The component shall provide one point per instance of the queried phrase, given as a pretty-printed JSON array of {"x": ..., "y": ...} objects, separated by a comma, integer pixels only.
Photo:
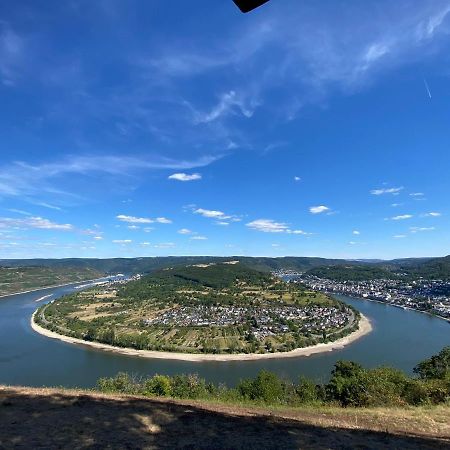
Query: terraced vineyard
[{"x": 204, "y": 308}]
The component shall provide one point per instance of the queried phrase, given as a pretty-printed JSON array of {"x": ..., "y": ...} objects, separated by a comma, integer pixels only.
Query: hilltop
[
  {"x": 84, "y": 419},
  {"x": 20, "y": 279},
  {"x": 432, "y": 268},
  {"x": 212, "y": 308}
]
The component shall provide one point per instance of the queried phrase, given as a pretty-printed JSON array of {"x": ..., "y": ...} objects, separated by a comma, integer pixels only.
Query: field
[
  {"x": 207, "y": 308},
  {"x": 20, "y": 279}
]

# Instruction:
Rewrite every line of the entries above, requests included, shifting each x and y coordinate in the answers by -119, and leave the pictures out.

# Result of the exercise:
The component shall provide one point per instance of the queried phrase, given as a pretty-printed JSON array of {"x": ..., "y": ...} objects, separated by a comma, integer pixels only.
Photo:
Query: terraced vineyard
[{"x": 85, "y": 189}]
The component shall provide one point per instance of the queried phrase, given as a pretty-printed JSON array of {"x": ..., "y": ...} objects, separated by a comma, integer pixels only.
Query: hilltop
[
  {"x": -35, "y": 300},
  {"x": -99, "y": 160},
  {"x": 313, "y": 149},
  {"x": 93, "y": 189}
]
The component shall provide one point per instance of the queried phrase, given as a pretty-printed JSON array of {"x": ..., "y": ...} objects, separated by a comma, integer pixels only.
Query: field
[
  {"x": 88, "y": 189},
  {"x": -99, "y": 160}
]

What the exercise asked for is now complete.